• MATERIAL FOR THE TASK
-- begin --
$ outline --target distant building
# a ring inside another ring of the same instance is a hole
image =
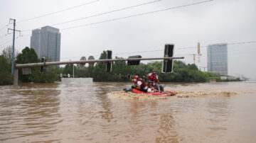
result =
[[[59,62],[60,56],[60,33],[59,29],[45,26],[32,31],[31,47],[38,58],[46,57],[48,62]]]
[[[228,46],[226,43],[208,46],[207,66],[209,72],[228,75]]]

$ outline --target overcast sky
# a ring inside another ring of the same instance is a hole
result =
[[[40,28],[116,9],[156,0],[1,0],[0,28],[16,18],[21,30]],[[191,54],[196,54],[197,42],[207,46],[215,43],[256,41],[255,0],[214,0],[197,5],[119,19],[106,23],[64,30],[67,28],[98,23],[110,19],[203,1],[203,0],[159,0],[156,2],[108,14],[56,25],[61,33],[60,61],[79,60],[82,56],[95,58],[107,50],[113,57],[163,57],[166,43],[175,45],[175,56],[184,56],[186,63],[193,63]],[[31,18],[59,11],[73,6],[91,3],[55,14],[22,22]],[[21,22],[18,22],[21,21]],[[12,44],[12,35],[4,36],[7,28],[0,29],[0,51]],[[19,52],[30,46],[31,30],[21,33],[16,40]],[[18,36],[16,33],[17,37]],[[3,37],[4,36],[4,37]],[[201,47],[198,67],[207,66],[206,47]],[[256,79],[256,43],[228,45],[228,74],[242,74]],[[201,69],[203,70],[203,69]]]

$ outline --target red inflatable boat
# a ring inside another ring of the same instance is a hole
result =
[[[152,96],[175,96],[175,93],[174,92],[171,92],[171,91],[161,91],[161,92],[154,92],[154,93],[146,93],[146,92],[142,92],[142,91],[139,91],[138,89],[136,88],[124,88],[124,91],[125,91],[126,92],[133,92],[135,93],[144,93],[144,94],[149,94],[149,95],[152,95]]]

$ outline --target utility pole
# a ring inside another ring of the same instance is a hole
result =
[[[8,33],[9,33],[9,30],[13,30],[14,32],[14,37],[13,37],[13,53],[12,53],[12,59],[11,59],[11,74],[14,74],[14,44],[15,44],[15,31],[18,31],[18,32],[20,32],[20,34],[21,34],[21,30],[15,30],[15,26],[16,26],[16,19],[12,19],[12,18],[10,18],[10,21],[9,22],[11,22],[11,21],[14,21],[14,29],[10,29],[10,28],[8,28]]]

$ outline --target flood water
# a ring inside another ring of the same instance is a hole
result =
[[[129,85],[0,86],[0,142],[256,142],[255,82],[164,84],[171,97]]]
-- end --
• REQUIREMENTS
Lay out the rows above as a two-column CSV with the header command,polygons. Give one line per row, with the request in the first column and its result in the second, each in a single quoted field with line breaks replaced by spaces, and leave the pictures out.

• PROBLEM SOLUTION
command,polygons
"$ outline --target distant building # a ring inside another ring of the same instance is a hole image = result =","[[[59,62],[60,56],[60,33],[59,29],[45,26],[32,31],[31,47],[38,58],[46,57],[48,62]]] [[[228,46],[226,43],[208,46],[207,66],[209,72],[228,75]]]"
"$ outline --target overcast sky # a ring inside another ring of the same instance is a hole result =","[[[40,28],[116,9],[156,0],[1,0],[0,28],[16,18],[21,30]],[[191,54],[196,54],[197,42],[207,46],[215,43],[256,41],[255,0],[214,0],[197,5],[119,19],[106,23],[64,30],[67,28],[98,23],[110,19],[203,1],[203,0],[159,0],[156,2],[108,14],[56,25],[61,33],[60,61],[79,60],[82,56],[95,58],[107,50],[113,57],[163,57],[166,43],[175,45],[175,56],[184,56],[186,63],[193,63]],[[31,18],[59,11],[73,6],[91,3],[55,14],[22,22]],[[21,22],[18,22],[21,21]],[[12,44],[12,35],[4,36],[7,28],[0,29],[0,51]],[[19,52],[30,46],[31,30],[21,33],[16,40]],[[18,36],[16,33],[17,37]],[[3,37],[4,36],[4,37]],[[201,47],[198,67],[207,66],[206,47]],[[256,79],[256,43],[228,45],[228,74],[242,74]],[[201,69],[203,70],[203,69]]]"
"$ outline --target red inflatable boat # a ring inside another ring of the same instance is a hole result =","[[[152,96],[175,96],[175,93],[174,92],[171,92],[171,91],[161,91],[161,92],[154,92],[154,93],[146,93],[146,92],[142,92],[142,91],[139,91],[138,89],[136,88],[124,88],[124,91],[125,91],[126,92],[133,92],[135,93],[144,93],[144,94],[149,94],[149,95],[152,95]]]"
"$ outline --target utility pole # a ring inside another ring of the same instance is a hole result =","[[[8,33],[9,33],[9,30],[13,30],[14,32],[14,37],[13,37],[13,53],[12,53],[12,59],[11,59],[11,74],[14,74],[14,44],[15,44],[15,31],[18,31],[18,32],[20,32],[20,34],[21,34],[21,30],[15,30],[15,26],[16,26],[16,19],[12,19],[12,18],[10,18],[10,21],[9,22],[11,22],[11,21],[14,21],[14,29],[10,29],[10,28],[8,28]]]"
"$ outline --target flood water # a ring inside another ring of the same instance is a hole result =","[[[129,85],[0,86],[0,142],[256,142],[255,82],[164,84],[171,97]]]"